Records from a data collection:
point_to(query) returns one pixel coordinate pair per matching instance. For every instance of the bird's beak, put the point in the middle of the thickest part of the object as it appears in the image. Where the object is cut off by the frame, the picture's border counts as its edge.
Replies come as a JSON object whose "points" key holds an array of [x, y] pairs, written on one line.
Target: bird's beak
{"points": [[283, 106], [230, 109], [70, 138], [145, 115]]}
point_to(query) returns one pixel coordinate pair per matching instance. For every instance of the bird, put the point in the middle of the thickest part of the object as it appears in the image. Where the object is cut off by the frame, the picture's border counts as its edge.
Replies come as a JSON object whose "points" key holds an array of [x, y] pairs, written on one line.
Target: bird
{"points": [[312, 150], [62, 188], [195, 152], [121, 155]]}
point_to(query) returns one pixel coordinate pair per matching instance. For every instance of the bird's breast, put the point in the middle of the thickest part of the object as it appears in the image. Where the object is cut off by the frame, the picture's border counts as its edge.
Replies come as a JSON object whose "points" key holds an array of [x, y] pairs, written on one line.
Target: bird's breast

▶ [Aim of the exercise]: Copy each record from above without leaving any out.

▶ [Response to the task]:
point_to(query) returns one pixel coordinate pair per matching instance. For every instance of the bird's beak, put the point in the middle of the thickest part of the object as it appears in the image. Where the object is cut off by the frame, the picture's border counts as its edge.
Replies come as a JSON object whose "points" key holds an array of [x, y] pairs, written on one line.
Target: bird's beak
{"points": [[283, 106], [230, 109], [70, 138], [145, 115]]}
point_to(query) returns one pixel coordinate pair per matching instance. For every instance of the bird, put the point in the middle of the thickest part of the object as it appears in the image. Where the object is cut off by the frame, the picture's border counts as its edge.
Replies come as a JSON object whose "points" key holds an array of [x, y] pairs, written on one line.
Target: bird
{"points": [[312, 150], [62, 188], [195, 152], [121, 155]]}
point_to(query) returns one pixel coordinate pair per matching instance. For every instance of the bird's breast, put the point in the middle of the thickest part of the object as it appears in the image. Where the object is cut off by the frame, the picture's border counts as its edge.
Replies come as a JSON object whose "points" key holds an array of [x, y] pairs, written on one line.
Target: bird's breast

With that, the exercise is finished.